# [AUFGABE 1]
Gib den Text zur Oper »Rusalka« wortgetreu wieder, und zwar zwischen "Zu unterscheiden ist" und "Nixe auf tschechisch.", beide Stellen eingeschlossen.
# [AUFGABE 2]
Wer hatte laut dem Text zur Oper »Rusalka« die Idee einer ganz schwarzen Bühne?
# [AUFGABE 3]
Schreibe den Text zur Oper »Rusalka« im Anschluss an seinen letzten Satz weiter.

== AUSGEWÄHLTER AUSZUG ==

Historische Erläuterung
»Rusalka« von Antonín Dvořák, ist die zehnte, im Westen bekannteste, seiner insgesamt elf Opern. Dvorak begann am 19. Mai 1900 und arbeitete sechs Monate an diesem Werk. Drei Themen lassen sich in ihm finden: »Undine« von A. Motte-Fouque, »Die kleine Seejungfrau« von H. C. Andersen und »Die versunkene Glocke« von G. Hauptmann. Am Ende des Stückes ist aber ein sicher viel älteres Urthema aufgenommen: eine keltische Legende über diese Wassergeister (z.B. »Die Frau am See« in der Arthursage), die entweder Tod oder Ewiges Leben bringen.
Zu unterscheiden ist die Abstammung der verschiedenen Geister: Neptun ist der Gott des Meeres; seine Töchter sind die Wasserfrauen. Der Wassermann ist der Herr von Flüssen und Teichen; seine Töchter sind die Nixen. Rusalka = Nixe auf tschechisch.
Inszenierung
Die Entscheidung war schwer: sollen wir eine ganz klassische Version machen oder eine moderne? Und warum nicht eine moderne, aber doch romantische Inszenierung? Die Wahl dieser Lösung wurde klar, als der Bühnenbildner Friedrich Hechelmann die Idee von einer ganz schwarzen Bühne hatte. Sie löste auch das Problem, daß auf der zu kleinen Bühne der Platz für Bühnenbilder fehlt. Und sie ermöglicht eine romantische Darstellung durch feine, leichte Lichtarbeit im Dunkeln und durch unerwartete Erscheinungen auf dem schwarzen Hintergrund. Dabei wird auch der Kampf zwischen Licht und Dunkelheit, wie er in der Oper beschrieben wird, sichtbar.
Der Zuschauer tritt sofort in eine Märchenwelt ein, weil der Saal dunkel ist und deshalb nicht nur die Bühne Schauspielort ist, sondern der ganze Saal.
Unsere Vorstellung ist, daß wir in die Welt der Kinder eintreten, in der die Dinge größer scheinen als in Wirklichkeit, wo ein Baumstamm zum Hexenkübel, eine Spinne zur bösen Jezibaba wird, und wo Grashalme riesige Bäume sind. Da entdeckt man plötzlich Leben, wo vorher nichts zu sehen war. In dieser Märchenwelt wird alles möglich. Und es wird lebendig, wenn die Musik beginnt und die Geschichte erzählt, und wenn Musik sich in Licht verwandelt.

===
== GEZEIGTES MATERIAL ==

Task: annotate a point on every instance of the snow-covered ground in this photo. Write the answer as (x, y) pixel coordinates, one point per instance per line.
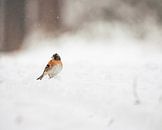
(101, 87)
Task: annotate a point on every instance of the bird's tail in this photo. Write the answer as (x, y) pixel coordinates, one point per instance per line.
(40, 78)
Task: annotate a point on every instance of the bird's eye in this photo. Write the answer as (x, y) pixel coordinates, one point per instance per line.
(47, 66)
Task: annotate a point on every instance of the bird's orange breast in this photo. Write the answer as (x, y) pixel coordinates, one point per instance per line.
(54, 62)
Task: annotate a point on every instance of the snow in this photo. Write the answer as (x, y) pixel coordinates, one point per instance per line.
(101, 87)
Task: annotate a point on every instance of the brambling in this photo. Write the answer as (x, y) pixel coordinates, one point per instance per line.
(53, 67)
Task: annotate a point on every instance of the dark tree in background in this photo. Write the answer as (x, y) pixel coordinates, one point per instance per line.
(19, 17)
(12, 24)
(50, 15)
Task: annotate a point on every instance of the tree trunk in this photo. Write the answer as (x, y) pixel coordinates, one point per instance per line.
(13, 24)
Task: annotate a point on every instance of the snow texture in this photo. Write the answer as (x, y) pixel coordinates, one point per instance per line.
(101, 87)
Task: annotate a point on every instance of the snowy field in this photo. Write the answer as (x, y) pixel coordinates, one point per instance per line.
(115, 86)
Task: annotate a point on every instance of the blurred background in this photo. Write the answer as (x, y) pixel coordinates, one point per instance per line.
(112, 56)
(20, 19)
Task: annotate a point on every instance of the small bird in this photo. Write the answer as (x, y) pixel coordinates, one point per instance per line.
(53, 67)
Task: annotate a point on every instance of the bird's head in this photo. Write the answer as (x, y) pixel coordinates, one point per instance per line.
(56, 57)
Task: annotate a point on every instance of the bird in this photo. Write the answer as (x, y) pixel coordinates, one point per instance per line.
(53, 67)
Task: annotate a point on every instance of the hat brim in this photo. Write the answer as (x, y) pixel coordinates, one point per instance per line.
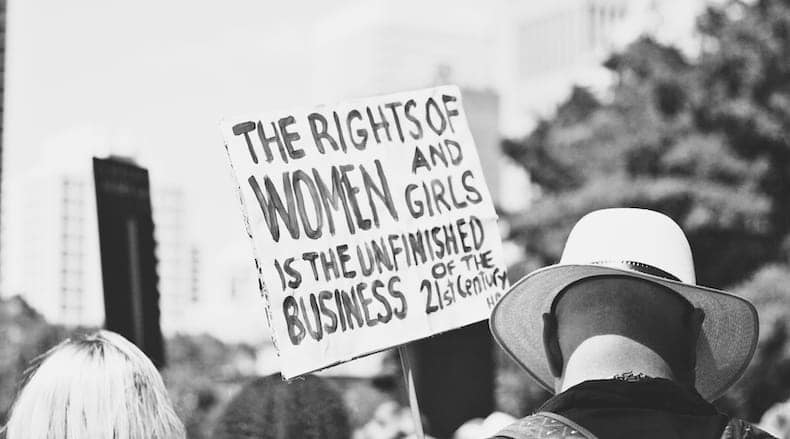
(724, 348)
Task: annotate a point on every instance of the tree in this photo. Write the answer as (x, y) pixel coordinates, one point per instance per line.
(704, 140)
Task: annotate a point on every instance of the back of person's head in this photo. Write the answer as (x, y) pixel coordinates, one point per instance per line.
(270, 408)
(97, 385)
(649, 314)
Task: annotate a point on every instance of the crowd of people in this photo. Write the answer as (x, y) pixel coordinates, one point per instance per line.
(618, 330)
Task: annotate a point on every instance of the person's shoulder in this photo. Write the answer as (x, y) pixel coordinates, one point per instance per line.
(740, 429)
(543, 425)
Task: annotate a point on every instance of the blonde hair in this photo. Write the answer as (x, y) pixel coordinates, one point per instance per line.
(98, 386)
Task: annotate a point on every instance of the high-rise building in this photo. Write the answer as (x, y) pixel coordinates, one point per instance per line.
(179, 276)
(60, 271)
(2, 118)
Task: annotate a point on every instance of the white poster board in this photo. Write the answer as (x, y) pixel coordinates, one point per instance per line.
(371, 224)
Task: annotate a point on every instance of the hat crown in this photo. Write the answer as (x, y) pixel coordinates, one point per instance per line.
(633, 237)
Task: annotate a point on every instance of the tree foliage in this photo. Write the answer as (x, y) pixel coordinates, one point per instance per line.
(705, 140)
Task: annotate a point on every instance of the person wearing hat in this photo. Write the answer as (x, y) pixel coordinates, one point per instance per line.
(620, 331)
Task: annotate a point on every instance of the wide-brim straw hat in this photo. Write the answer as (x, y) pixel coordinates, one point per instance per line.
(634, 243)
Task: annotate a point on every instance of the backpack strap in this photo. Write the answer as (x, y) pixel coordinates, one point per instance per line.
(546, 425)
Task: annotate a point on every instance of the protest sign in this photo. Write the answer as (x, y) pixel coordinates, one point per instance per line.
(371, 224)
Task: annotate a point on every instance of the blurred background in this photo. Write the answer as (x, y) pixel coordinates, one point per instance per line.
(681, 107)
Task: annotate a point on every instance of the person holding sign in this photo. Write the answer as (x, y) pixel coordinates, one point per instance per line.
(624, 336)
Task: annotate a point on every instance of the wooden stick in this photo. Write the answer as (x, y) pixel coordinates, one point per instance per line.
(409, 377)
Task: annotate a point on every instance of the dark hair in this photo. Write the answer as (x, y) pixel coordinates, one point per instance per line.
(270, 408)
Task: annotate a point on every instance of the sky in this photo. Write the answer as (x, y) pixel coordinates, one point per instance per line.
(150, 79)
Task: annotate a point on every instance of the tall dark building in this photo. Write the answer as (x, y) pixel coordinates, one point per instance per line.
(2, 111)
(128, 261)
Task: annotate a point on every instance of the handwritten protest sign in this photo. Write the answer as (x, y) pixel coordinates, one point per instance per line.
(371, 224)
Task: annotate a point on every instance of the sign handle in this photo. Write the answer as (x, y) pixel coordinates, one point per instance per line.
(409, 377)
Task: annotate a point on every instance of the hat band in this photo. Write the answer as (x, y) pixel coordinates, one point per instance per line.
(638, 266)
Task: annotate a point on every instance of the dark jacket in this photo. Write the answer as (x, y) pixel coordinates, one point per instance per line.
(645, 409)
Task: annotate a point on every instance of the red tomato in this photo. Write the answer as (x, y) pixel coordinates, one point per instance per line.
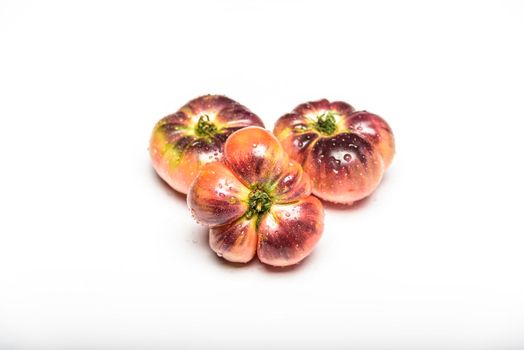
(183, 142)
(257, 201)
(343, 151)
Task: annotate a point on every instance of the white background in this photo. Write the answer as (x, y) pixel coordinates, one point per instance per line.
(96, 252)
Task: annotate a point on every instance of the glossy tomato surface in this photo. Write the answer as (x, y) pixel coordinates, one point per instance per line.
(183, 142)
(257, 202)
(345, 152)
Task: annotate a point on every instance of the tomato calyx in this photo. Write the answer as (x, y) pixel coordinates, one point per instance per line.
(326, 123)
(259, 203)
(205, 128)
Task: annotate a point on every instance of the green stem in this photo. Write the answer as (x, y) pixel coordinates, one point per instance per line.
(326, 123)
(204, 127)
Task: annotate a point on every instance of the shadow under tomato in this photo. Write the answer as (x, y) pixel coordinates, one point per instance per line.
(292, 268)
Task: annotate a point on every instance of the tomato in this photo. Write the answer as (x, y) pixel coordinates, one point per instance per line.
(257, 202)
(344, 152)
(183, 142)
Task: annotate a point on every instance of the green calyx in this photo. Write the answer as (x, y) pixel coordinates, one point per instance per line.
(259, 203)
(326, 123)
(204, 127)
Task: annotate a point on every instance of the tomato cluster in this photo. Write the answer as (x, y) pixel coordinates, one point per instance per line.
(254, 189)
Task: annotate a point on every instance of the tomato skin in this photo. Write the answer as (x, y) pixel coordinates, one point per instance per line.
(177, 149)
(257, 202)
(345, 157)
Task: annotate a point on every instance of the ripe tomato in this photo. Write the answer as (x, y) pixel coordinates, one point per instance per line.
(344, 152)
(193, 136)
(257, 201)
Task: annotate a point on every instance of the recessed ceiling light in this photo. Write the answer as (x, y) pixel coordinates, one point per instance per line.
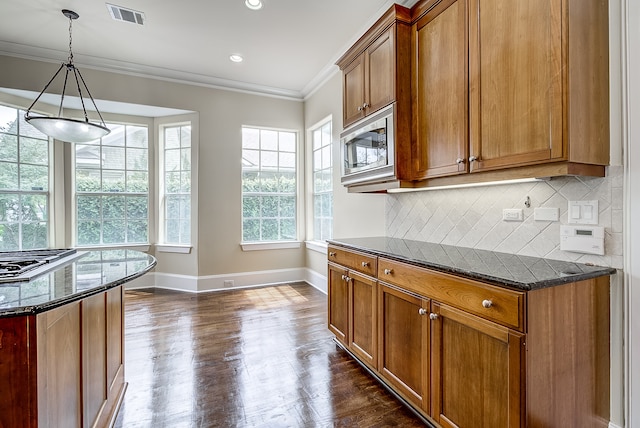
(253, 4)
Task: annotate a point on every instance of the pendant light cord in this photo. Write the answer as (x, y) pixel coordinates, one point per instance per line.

===

# [ANTWORTFELD 1]
Zu unterscheiden ist die Abstammung der verschiedenen Geister: Neptun ist der Gott des Meeres; seine Töchter sind die Wasserfrauen. Der Wassermann ist der Herr von Flüssen und Teichen; seine Töchter sind die Nixen. Rusalka = Nixe auf tschechisch.

# [ANTWORTFELD 2]
Der Bühnenbildner Friedrich Hechelmann.

# [ANTWORTFELD 3]
Trotz des dramatischen Charakters wird die Geschichte mit Humor erzählt. Die Phantasie der Märchenwelt steht immer über dem Drama, ohne es abzuschwächen. Die Kämpfe zwischen Menschen und Geistern, Liebe und Haß, Licht und Dunkelheit werden aus kindlicher Sicht dargestellt. Das Paradoxe des Stückes ist, daß Geister ohne Seele nicht ewig leben können, daß sie aber die Ewigkeit gewinnen können durch reine geistige Liebe.
Bei der Vorbereitung von »Rusalka« haben wir die vier Grundelemente aufgenommen und verbunden. Das bedeutet: Die »Erde« ist der Ort der Menschen. Die Menschen von Fleisch und Blut sind zu grob und ohne Liebe. Sie können nicht aus der Quelle der Ewigkeit trinken.
Die »Quelle« der geistigen Liebe, die Quelle des Lebens ist der Bereich von »Rusalka«, den Nixen und dem Wassermann. Aber Vorsicht, wer zu viel trinkt, kann auch ertrinken!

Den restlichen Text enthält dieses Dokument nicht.